TASK DETAILS
Extract every line of the material below that contains the string "hand", keeping each line intact. Matching is case-sensitive.

+++ RECORD EXTRACTS

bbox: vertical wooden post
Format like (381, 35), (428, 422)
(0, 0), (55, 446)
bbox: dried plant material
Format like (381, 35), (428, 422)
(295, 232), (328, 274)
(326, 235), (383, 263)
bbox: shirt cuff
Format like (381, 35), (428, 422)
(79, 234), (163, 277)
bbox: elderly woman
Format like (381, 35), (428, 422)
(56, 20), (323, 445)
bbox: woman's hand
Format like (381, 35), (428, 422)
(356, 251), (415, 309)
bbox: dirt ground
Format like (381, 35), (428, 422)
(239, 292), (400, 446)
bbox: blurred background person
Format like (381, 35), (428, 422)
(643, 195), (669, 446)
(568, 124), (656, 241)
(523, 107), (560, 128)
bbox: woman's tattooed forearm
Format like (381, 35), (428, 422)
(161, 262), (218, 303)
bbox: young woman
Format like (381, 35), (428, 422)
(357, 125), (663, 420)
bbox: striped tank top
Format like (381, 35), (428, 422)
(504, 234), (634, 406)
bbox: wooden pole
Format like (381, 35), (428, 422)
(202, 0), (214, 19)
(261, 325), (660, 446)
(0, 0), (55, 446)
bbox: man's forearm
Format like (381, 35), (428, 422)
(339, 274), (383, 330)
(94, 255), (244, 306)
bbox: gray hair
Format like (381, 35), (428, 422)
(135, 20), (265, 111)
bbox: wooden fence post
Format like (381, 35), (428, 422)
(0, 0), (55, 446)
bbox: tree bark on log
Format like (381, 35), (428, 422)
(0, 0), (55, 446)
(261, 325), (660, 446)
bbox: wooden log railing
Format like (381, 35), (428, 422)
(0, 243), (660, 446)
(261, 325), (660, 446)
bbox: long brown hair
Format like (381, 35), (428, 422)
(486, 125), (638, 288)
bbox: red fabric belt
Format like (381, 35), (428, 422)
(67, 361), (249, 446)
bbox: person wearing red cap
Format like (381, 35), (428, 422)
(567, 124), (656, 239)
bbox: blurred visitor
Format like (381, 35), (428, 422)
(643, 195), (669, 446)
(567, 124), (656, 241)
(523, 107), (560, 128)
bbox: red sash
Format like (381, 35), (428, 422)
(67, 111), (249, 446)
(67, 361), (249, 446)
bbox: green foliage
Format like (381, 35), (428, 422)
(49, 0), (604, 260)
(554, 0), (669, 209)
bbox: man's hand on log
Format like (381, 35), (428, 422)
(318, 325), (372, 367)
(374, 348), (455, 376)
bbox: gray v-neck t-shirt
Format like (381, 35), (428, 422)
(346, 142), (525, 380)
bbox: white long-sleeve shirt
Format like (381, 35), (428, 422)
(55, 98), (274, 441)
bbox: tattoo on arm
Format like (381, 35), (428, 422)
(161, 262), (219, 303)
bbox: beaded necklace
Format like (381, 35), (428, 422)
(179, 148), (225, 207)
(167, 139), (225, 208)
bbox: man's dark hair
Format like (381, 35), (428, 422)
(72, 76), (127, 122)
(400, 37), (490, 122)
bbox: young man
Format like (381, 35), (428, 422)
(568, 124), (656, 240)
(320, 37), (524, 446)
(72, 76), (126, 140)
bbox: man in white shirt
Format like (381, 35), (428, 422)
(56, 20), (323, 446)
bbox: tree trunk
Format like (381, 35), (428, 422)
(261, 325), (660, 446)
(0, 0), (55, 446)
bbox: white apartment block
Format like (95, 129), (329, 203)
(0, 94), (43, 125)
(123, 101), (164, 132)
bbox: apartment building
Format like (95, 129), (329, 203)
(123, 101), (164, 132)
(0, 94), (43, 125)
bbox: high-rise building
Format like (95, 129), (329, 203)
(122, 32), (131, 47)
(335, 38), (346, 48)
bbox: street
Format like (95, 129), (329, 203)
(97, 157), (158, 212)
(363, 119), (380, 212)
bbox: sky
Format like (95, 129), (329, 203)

++++++

FULL SOLUTION
bbox: woman's hand
bbox: man's hand on log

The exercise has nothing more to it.